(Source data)
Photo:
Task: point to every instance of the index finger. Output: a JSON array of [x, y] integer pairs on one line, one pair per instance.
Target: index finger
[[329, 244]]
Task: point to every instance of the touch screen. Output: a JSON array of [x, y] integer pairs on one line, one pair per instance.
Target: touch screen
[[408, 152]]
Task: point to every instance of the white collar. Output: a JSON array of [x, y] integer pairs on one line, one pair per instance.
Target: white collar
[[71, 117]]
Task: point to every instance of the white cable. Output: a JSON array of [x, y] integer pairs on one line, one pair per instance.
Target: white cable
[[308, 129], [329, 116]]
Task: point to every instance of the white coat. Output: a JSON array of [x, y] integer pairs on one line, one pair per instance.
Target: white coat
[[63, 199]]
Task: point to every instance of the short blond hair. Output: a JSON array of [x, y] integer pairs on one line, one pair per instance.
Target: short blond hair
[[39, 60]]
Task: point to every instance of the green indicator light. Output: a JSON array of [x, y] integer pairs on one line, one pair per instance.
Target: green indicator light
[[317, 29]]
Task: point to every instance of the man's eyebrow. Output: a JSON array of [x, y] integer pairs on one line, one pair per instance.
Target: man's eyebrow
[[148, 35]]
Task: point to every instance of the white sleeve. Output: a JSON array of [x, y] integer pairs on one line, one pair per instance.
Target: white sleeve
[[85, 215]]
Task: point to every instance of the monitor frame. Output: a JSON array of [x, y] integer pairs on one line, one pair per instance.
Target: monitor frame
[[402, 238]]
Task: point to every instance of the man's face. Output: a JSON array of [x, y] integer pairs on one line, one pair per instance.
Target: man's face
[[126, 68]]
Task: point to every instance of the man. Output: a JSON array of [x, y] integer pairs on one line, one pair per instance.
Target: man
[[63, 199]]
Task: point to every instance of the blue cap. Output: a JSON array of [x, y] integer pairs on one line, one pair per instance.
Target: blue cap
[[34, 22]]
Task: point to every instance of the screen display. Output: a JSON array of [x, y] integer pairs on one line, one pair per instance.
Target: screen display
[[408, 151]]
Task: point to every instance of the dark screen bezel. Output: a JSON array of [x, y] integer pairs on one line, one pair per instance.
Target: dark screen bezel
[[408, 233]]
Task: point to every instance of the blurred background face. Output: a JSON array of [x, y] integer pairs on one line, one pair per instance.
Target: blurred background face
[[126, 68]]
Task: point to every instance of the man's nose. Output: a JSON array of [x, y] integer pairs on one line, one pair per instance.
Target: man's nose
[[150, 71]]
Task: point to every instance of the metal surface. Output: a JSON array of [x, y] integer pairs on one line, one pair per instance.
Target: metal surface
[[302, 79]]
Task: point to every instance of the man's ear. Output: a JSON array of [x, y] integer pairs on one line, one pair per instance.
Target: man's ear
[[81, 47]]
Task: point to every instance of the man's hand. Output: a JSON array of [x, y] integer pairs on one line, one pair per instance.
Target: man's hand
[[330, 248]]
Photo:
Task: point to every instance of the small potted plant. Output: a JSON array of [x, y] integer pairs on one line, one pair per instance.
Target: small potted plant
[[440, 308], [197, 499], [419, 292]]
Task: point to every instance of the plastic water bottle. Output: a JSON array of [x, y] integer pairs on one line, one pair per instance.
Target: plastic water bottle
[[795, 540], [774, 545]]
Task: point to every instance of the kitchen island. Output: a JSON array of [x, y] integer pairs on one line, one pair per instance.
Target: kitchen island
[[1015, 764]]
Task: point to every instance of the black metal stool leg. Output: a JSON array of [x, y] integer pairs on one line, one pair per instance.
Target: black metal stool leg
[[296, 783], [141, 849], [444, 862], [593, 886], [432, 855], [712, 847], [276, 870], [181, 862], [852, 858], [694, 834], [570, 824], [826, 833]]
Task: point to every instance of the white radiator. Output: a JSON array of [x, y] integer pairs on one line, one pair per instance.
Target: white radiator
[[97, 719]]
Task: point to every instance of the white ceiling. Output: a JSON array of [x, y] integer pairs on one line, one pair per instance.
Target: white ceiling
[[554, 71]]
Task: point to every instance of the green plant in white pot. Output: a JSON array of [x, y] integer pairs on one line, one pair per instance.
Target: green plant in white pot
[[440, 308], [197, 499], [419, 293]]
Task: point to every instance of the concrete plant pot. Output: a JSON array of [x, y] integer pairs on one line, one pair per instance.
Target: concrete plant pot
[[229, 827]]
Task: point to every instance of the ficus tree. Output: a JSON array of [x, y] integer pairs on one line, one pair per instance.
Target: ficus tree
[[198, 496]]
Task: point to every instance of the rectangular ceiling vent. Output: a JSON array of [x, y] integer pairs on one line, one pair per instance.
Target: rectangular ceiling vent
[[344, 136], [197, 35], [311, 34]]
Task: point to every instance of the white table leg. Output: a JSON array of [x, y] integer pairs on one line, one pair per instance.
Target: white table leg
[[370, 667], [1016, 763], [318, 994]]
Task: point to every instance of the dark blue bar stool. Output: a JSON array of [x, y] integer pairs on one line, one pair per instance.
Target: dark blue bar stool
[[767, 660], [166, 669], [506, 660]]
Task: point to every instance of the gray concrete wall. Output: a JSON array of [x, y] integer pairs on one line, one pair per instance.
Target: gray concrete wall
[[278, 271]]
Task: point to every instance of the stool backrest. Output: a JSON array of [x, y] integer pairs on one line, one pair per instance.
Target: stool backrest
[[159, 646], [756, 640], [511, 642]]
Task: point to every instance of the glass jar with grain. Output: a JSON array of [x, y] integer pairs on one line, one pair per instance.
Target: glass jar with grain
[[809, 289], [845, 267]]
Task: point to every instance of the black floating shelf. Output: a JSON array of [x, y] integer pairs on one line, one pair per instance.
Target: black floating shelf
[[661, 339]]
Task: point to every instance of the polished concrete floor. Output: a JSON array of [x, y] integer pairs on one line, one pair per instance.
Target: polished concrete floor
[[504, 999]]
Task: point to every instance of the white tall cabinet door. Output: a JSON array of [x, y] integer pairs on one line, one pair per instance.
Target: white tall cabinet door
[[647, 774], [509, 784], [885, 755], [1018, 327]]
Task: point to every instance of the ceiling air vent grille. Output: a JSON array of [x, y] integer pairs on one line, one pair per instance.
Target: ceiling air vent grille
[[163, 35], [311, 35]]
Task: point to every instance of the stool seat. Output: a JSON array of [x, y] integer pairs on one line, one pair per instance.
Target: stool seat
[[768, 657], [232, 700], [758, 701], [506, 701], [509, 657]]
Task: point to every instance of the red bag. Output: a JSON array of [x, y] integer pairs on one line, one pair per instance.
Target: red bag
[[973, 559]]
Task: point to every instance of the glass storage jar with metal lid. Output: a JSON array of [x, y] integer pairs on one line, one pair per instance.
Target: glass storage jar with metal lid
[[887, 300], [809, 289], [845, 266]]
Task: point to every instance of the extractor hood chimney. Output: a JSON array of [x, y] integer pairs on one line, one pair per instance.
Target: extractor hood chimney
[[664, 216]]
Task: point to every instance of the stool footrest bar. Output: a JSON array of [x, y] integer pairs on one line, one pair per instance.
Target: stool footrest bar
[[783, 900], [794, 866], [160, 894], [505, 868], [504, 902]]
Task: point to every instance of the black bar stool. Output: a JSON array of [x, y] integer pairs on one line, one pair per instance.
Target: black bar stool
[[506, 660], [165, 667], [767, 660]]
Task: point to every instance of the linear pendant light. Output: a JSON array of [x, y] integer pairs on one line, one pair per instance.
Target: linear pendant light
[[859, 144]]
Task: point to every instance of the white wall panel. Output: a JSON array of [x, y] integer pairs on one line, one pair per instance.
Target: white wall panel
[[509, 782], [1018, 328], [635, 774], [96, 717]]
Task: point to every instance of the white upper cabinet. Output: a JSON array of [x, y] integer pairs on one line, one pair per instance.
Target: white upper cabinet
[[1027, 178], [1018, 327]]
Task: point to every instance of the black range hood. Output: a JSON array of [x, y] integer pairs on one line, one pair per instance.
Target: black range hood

» EXERCISE DETAILS: Rewrite the entries starting at the line that contains "Task: point to every instance of the man's hand." and ending at the line that contains "824], [826, 833]]", changing "kitchen island" to "kitchen counter" and keeping everything else unchanged.

» RESULT FOR THIS EXERCISE:
Task: point to every instance of the man's hand. Output: a JSON array of [x, y] integer pairs on one line, one pair per instance.
Target: man's hand
[[330, 248]]
Photo:
Task: point to every instance of the small potted plant. Output: a JSON array of [x, y] integer pairs on one line, one pair per instance.
Target: small potted plant
[[440, 308], [197, 499], [419, 292]]
Task: point to every instance of the plastic water bottle. Output: a JSON array of [x, y] integer pairs on one line, one pair per instance.
Target: plastic water bottle
[[795, 540], [774, 545]]
Task: point to every instance of the kitchen counter. Output: a JSON array of [x, y] integer pairs on one line, one pair per instance.
Target: kitchen counter
[[1015, 764]]
Task: point to every instance of the black metal stool leg. Output: a JSON array of [x, y] integer pairs on one line, one pair per instance.
Target: black metal stool leg
[[296, 783], [141, 849], [444, 862], [593, 886], [432, 855], [712, 847], [276, 870], [181, 862], [852, 858], [694, 834], [570, 824], [826, 833]]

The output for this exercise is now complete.